▶ **Exercise**
The pictures are to be omitted when the entries are reproduced exactly.

▶ **Information**
#####

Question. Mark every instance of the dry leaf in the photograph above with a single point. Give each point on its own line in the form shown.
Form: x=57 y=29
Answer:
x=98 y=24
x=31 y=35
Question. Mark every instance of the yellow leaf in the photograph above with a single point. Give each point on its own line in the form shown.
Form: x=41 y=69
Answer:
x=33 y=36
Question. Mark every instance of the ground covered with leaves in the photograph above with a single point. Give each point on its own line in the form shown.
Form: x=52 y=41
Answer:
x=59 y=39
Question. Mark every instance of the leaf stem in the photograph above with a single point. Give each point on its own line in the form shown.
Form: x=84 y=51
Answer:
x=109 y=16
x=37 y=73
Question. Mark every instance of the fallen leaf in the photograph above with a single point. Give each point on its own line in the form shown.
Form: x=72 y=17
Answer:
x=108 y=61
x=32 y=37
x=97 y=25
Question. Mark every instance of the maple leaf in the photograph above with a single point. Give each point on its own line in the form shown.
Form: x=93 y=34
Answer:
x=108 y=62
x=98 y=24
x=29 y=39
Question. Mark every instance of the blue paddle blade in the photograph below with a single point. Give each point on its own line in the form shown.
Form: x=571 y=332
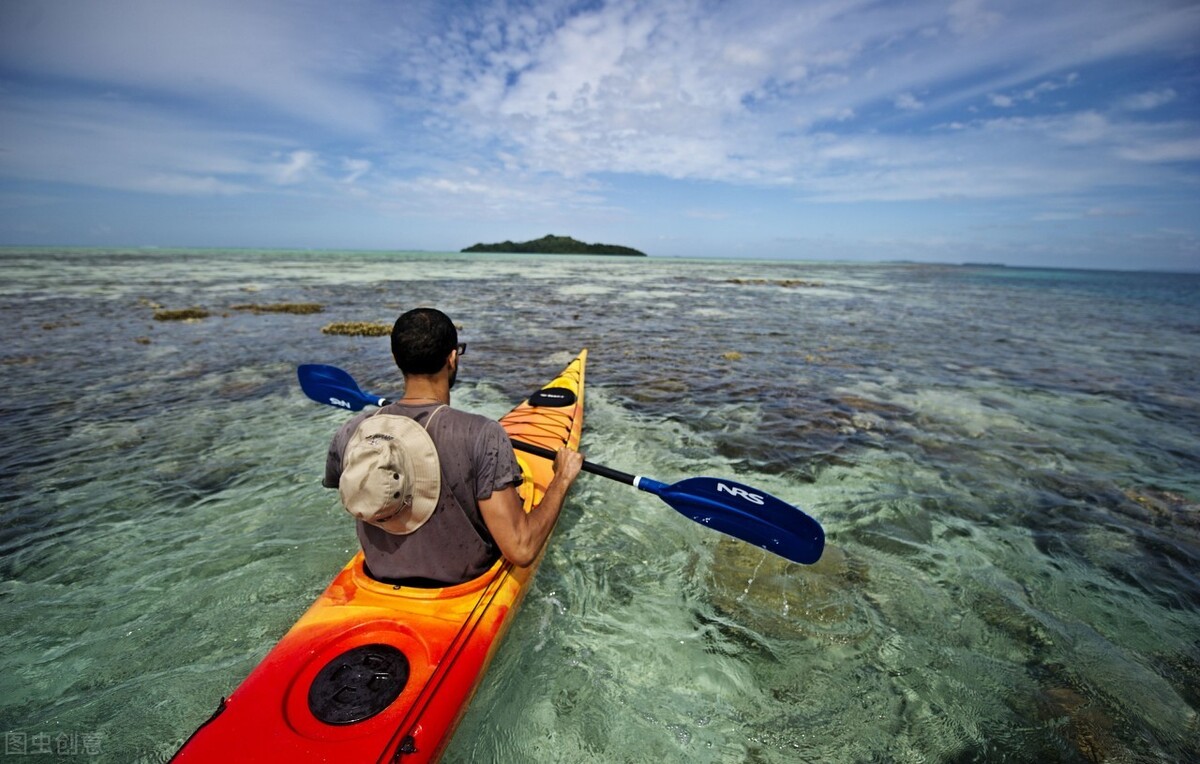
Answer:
x=331 y=385
x=744 y=512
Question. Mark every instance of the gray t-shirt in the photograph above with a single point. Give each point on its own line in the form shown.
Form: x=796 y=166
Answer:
x=455 y=545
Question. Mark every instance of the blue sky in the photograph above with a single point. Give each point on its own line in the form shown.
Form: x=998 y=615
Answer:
x=1032 y=133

#####

▶ **Exercise solution**
Question. Mark every instance of the dry leaf in the photograph above with a single point. Give each point on its own line in the form shown.
Form: x=57 y=29
Answer:
x=98 y=24
x=31 y=35
Question. Mark every instance of the yellow leaf in the photograph above with a single point. Give each point on its own line in the form shown.
Form: x=41 y=69
Answer:
x=33 y=36
Question. Mark every instance of the ground covered with leaves in the photograph above with a single point. Give each point on its own line in the form shown.
Form: x=52 y=41
Answer:
x=59 y=39
Question. Mark every instance of the leaf stem in the photograph above with a single point. Give each point on its own line in the form shown.
Form: x=84 y=51
Answer:
x=109 y=16
x=37 y=73
Question. Mark every instance of the fallen leaf in the photograph above with a single point. Give each point on its own line in the form shown.
Form: x=72 y=17
Answer:
x=108 y=61
x=32 y=37
x=97 y=25
Question. Mark every instance of the maple leaf in the photograph above with a single point. Give each point on its own line in the form shown.
Form: x=93 y=34
Answer:
x=108 y=62
x=98 y=24
x=29 y=39
Question. Mark every instance of the blue paddle blade in the photograph below with a single point. Give each point on its own line in the form shown.
Form: x=571 y=332
Answer:
x=331 y=385
x=744 y=512
Question. Mark every instance of the gray t-shirt in the photograph above with a single point. Give each point on its own line in the form shown.
Form: x=796 y=166
Answer:
x=455 y=545
Question. Mark every instance of the blue sky in the photograph above with a single point. Give each point on its own line in the form shown.
Form: x=998 y=615
Answer:
x=1032 y=133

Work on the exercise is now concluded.